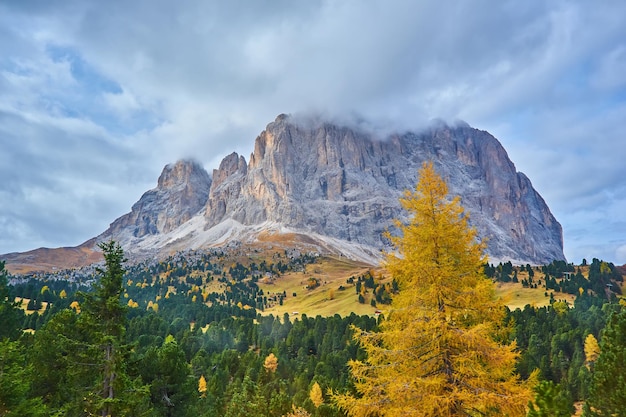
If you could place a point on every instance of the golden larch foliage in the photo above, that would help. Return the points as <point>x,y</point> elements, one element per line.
<point>75,306</point>
<point>316,396</point>
<point>438,352</point>
<point>298,412</point>
<point>202,386</point>
<point>592,350</point>
<point>271,363</point>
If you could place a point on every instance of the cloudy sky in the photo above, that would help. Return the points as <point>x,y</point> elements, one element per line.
<point>97,96</point>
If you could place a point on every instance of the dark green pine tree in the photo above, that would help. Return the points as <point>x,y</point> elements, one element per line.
<point>105,316</point>
<point>11,316</point>
<point>607,393</point>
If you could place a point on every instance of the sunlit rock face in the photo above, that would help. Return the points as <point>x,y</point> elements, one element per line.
<point>328,180</point>
<point>182,190</point>
<point>345,183</point>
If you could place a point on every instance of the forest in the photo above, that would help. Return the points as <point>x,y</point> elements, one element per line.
<point>186,336</point>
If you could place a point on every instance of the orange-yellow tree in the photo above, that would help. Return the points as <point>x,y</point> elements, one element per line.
<point>441,351</point>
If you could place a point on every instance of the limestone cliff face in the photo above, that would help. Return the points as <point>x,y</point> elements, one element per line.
<point>344,183</point>
<point>182,190</point>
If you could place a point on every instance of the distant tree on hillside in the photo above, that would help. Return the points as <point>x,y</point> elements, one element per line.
<point>11,316</point>
<point>441,351</point>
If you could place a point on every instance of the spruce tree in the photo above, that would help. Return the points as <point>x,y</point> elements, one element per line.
<point>607,393</point>
<point>442,351</point>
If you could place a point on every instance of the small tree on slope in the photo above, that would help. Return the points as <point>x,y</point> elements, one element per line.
<point>440,352</point>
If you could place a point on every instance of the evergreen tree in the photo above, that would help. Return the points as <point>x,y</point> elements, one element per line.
<point>440,352</point>
<point>10,314</point>
<point>607,394</point>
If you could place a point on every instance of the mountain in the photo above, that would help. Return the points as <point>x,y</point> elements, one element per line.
<point>335,188</point>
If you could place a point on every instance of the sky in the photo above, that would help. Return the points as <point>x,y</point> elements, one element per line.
<point>97,96</point>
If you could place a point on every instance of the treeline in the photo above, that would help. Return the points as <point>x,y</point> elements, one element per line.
<point>194,341</point>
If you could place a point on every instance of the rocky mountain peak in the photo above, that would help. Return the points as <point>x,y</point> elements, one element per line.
<point>344,183</point>
<point>185,173</point>
<point>182,191</point>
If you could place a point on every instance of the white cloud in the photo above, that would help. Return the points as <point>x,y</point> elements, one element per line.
<point>163,80</point>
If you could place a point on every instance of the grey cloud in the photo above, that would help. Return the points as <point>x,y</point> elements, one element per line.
<point>204,78</point>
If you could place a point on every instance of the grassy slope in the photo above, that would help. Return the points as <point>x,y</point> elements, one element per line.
<point>334,272</point>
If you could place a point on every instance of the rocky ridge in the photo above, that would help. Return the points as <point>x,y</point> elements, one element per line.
<point>341,186</point>
<point>332,188</point>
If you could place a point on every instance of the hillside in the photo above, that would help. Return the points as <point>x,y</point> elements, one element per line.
<point>336,186</point>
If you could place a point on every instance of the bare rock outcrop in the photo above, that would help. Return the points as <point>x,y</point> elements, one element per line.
<point>344,183</point>
<point>182,190</point>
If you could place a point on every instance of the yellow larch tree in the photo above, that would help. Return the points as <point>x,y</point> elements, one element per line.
<point>441,350</point>
<point>316,396</point>
<point>592,350</point>
<point>271,363</point>
<point>202,386</point>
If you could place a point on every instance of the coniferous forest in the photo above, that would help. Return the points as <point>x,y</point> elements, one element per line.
<point>186,335</point>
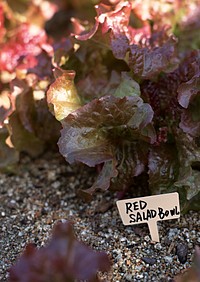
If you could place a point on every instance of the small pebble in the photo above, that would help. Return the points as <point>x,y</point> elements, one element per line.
<point>149,261</point>
<point>181,252</point>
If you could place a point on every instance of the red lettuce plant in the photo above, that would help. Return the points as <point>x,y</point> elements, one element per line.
<point>125,87</point>
<point>137,107</point>
<point>63,259</point>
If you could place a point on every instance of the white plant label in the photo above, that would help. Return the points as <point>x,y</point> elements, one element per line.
<point>150,210</point>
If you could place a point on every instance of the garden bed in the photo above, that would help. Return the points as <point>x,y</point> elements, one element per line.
<point>43,191</point>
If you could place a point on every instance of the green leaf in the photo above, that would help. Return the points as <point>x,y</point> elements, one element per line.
<point>62,94</point>
<point>92,133</point>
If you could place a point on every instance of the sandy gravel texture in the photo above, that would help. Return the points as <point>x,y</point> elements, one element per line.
<point>43,191</point>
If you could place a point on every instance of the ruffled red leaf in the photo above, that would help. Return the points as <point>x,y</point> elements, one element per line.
<point>63,259</point>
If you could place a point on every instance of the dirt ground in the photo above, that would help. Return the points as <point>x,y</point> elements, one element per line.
<point>43,191</point>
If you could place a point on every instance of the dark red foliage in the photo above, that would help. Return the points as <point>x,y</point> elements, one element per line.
<point>23,47</point>
<point>63,259</point>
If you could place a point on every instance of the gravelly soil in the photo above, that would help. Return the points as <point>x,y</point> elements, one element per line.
<point>43,191</point>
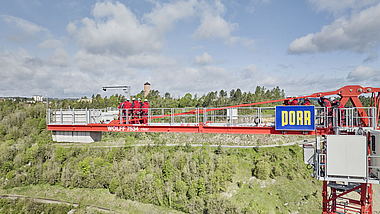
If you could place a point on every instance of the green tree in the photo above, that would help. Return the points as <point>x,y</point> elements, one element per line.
<point>114,184</point>
<point>60,154</point>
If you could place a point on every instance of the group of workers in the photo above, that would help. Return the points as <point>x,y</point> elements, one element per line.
<point>135,112</point>
<point>323,102</point>
<point>295,102</point>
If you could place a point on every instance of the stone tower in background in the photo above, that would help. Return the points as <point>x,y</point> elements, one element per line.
<point>146,89</point>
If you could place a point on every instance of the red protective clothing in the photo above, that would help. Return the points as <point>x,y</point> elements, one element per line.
<point>294,102</point>
<point>136,106</point>
<point>145,107</point>
<point>127,105</point>
<point>306,102</point>
<point>120,105</point>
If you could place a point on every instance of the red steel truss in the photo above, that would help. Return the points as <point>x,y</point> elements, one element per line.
<point>331,202</point>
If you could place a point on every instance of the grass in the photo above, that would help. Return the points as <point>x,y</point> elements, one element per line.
<point>278,195</point>
<point>92,197</point>
<point>119,139</point>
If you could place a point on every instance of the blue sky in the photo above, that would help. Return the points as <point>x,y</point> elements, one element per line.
<point>74,48</point>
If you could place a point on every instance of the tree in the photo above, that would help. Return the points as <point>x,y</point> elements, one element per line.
<point>60,154</point>
<point>114,184</point>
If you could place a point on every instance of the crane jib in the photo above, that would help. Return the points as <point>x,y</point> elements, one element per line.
<point>295,118</point>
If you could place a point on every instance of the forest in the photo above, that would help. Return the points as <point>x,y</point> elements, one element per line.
<point>183,178</point>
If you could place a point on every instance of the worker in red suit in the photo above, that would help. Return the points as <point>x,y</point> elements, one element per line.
<point>340,113</point>
<point>127,110</point>
<point>286,102</point>
<point>120,107</point>
<point>144,110</point>
<point>324,102</point>
<point>294,102</point>
<point>306,102</point>
<point>136,111</point>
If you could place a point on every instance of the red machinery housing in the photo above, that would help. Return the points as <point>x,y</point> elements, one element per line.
<point>203,121</point>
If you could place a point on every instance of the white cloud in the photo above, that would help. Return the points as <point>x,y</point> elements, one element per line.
<point>59,58</point>
<point>249,71</point>
<point>51,44</point>
<point>165,16</point>
<point>114,30</point>
<point>205,59</point>
<point>143,61</point>
<point>28,29</point>
<point>338,6</point>
<point>214,26</point>
<point>359,34</point>
<point>94,63</point>
<point>363,73</point>
<point>25,25</point>
<point>371,57</point>
<point>180,80</point>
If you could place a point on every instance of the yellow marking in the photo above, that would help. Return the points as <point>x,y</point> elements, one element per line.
<point>284,118</point>
<point>307,118</point>
<point>292,118</point>
<point>299,117</point>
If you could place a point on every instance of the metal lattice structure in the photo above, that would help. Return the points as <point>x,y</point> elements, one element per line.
<point>247,119</point>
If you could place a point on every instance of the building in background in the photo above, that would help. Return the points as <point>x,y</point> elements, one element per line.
<point>38,98</point>
<point>146,89</point>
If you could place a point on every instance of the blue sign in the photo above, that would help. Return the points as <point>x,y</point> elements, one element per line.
<point>295,118</point>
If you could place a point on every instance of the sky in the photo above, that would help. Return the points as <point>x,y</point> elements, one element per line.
<point>74,48</point>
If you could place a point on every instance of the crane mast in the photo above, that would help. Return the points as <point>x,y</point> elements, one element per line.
<point>344,156</point>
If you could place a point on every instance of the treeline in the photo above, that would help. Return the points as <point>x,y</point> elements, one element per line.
<point>182,177</point>
<point>21,206</point>
<point>22,123</point>
<point>156,100</point>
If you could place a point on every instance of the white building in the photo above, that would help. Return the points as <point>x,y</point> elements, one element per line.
<point>38,98</point>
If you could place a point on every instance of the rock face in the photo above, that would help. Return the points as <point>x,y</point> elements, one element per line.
<point>376,198</point>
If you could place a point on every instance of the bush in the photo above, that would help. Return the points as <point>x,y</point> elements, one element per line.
<point>10,175</point>
<point>114,185</point>
<point>262,170</point>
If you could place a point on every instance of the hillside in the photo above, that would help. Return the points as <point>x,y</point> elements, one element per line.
<point>143,174</point>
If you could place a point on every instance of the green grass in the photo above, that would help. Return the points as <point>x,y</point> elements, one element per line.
<point>278,195</point>
<point>95,197</point>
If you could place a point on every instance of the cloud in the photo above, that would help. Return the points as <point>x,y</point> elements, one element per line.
<point>249,71</point>
<point>358,34</point>
<point>214,26</point>
<point>373,56</point>
<point>94,63</point>
<point>29,30</point>
<point>165,16</point>
<point>114,30</point>
<point>205,59</point>
<point>144,61</point>
<point>59,58</point>
<point>24,25</point>
<point>181,80</point>
<point>338,6</point>
<point>363,73</point>
<point>51,44</point>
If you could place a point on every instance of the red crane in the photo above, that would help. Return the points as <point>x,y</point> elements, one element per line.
<point>357,119</point>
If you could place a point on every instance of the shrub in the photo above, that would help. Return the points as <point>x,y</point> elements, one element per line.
<point>262,170</point>
<point>10,175</point>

^^^^

Write the "the red crane" line and all later lines exactly. Stop at the end of the data.

> **Solution for this problem**:
If you could place a point on every instance of the red crane in the photo above, that would help. Return the points as <point>x,y</point> elements, one element per line.
<point>357,119</point>
If you could place a point on every instance of the shrub in the photo above, that would help. Return the points as <point>x,y</point> elements, one element per line.
<point>262,170</point>
<point>10,175</point>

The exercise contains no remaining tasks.